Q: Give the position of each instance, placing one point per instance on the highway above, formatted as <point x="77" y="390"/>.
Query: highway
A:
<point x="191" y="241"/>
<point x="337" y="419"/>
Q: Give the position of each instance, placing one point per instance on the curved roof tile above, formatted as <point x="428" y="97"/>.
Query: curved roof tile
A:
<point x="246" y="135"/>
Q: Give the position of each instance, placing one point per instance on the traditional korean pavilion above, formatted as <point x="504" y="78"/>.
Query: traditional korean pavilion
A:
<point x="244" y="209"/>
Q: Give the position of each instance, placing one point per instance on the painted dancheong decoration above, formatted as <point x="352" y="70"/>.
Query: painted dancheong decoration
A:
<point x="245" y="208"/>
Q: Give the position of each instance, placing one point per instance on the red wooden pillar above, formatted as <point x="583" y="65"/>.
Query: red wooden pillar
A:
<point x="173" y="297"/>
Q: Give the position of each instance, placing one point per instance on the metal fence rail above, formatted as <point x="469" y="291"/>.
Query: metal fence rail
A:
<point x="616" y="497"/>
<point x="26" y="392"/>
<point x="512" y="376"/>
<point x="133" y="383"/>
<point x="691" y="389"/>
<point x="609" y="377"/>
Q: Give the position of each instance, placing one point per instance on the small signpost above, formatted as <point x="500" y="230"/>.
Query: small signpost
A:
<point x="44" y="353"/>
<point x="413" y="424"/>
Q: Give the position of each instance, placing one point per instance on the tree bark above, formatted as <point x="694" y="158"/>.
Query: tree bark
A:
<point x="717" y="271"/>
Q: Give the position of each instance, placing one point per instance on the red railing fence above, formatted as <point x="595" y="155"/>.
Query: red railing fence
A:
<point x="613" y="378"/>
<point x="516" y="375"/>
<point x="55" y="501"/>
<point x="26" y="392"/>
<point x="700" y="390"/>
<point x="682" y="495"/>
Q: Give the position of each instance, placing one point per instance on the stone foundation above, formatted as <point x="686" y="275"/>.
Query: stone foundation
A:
....................
▸ STATED GOAL
All of the data shown above must be copied exactly.

▸ RESPONSE BELOW
Q: Give the position of each instance, placing one point per instance on the highway above, formatted as <point x="77" y="390"/>.
Query: highway
A:
<point x="191" y="241"/>
<point x="337" y="419"/>
Q: Give the position of each instance, placing one point per instance on the curved roof tile above, formatted as <point x="428" y="97"/>.
Query: curved roof tile
A:
<point x="246" y="135"/>
Q: Give the position of each instance, placing one point per instance on the traditional korean pavilion above, formatted as <point x="504" y="78"/>.
Query: traditional korean pavilion
A:
<point x="244" y="209"/>
Q: Give the position of each instance, placing one point per instance on the painted dancheong decoration above, formatted as <point x="352" y="70"/>.
Query: painted dancheong decoration
A:
<point x="245" y="208"/>
Q: Give the position of each instance, placing one point per instance on the red wooden pillar above, formatted as <point x="583" y="65"/>.
Query: red wooden pillar
A:
<point x="173" y="297"/>
Q: Give the position of each instance, placing one point per instance on the metal fence rail above, formatted as <point x="469" y="291"/>.
Query: metal fence rail
A:
<point x="616" y="497"/>
<point x="26" y="392"/>
<point x="512" y="376"/>
<point x="133" y="383"/>
<point x="691" y="389"/>
<point x="609" y="377"/>
Q: Give the position of each instance, placing one point per instance on the small signpost above, formatted as <point x="500" y="230"/>.
Query: small signpost
A:
<point x="44" y="353"/>
<point x="413" y="424"/>
Q: Give the position of each instance, placing one point per instance on the tree bark above, formatted as <point x="694" y="158"/>.
Query: tree bark
A:
<point x="717" y="271"/>
Q: Give the position of each instance, placing one point per instance on the red railing fence above, formatted as <point x="595" y="155"/>.
Query: red railing fence
A:
<point x="613" y="378"/>
<point x="516" y="375"/>
<point x="55" y="501"/>
<point x="26" y="392"/>
<point x="700" y="390"/>
<point x="682" y="495"/>
Q: Give the position of each instance, placing one point per instance on the stone foundation above, formatted as <point x="686" y="275"/>.
Query: stone foundation
A:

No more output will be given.